──────── LISTED RECORDS

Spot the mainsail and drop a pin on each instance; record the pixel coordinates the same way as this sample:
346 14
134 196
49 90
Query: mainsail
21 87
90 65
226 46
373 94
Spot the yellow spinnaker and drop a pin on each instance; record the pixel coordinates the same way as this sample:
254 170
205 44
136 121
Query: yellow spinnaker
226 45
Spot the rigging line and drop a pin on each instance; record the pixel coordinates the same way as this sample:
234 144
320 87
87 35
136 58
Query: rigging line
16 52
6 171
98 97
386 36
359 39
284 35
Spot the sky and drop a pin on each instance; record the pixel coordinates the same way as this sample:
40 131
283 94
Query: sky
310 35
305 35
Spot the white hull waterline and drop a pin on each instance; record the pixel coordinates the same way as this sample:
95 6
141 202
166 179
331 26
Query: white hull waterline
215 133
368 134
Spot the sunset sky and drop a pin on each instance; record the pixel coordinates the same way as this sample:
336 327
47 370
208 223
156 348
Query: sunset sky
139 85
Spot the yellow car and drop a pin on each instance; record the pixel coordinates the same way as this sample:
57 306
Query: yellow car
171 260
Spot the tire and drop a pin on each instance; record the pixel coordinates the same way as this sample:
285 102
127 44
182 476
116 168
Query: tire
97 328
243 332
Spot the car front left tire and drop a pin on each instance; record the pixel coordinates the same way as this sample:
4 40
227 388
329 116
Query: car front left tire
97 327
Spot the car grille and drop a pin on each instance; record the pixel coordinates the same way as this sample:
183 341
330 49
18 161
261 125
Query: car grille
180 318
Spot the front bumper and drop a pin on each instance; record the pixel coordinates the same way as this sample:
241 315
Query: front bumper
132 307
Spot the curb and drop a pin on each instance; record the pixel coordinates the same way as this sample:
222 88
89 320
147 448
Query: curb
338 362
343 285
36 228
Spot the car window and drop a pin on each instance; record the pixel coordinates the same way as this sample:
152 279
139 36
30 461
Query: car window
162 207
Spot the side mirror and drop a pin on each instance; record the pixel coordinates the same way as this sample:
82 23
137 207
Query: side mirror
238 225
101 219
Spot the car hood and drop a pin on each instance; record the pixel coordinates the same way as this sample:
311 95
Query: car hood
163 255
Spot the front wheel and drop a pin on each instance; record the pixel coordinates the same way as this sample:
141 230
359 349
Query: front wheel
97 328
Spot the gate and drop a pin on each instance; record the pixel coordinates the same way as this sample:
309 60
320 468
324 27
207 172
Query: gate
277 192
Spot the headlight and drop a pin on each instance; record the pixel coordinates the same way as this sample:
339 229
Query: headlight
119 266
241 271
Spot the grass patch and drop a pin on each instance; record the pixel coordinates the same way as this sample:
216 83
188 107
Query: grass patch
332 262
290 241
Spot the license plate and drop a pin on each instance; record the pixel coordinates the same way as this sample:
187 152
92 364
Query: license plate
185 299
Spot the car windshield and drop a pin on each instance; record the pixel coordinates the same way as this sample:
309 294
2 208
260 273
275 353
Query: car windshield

────────────────

Find every line in the listing that holds the string "windshield", then say how many there are as a bare number.

■ THE ANSWER
2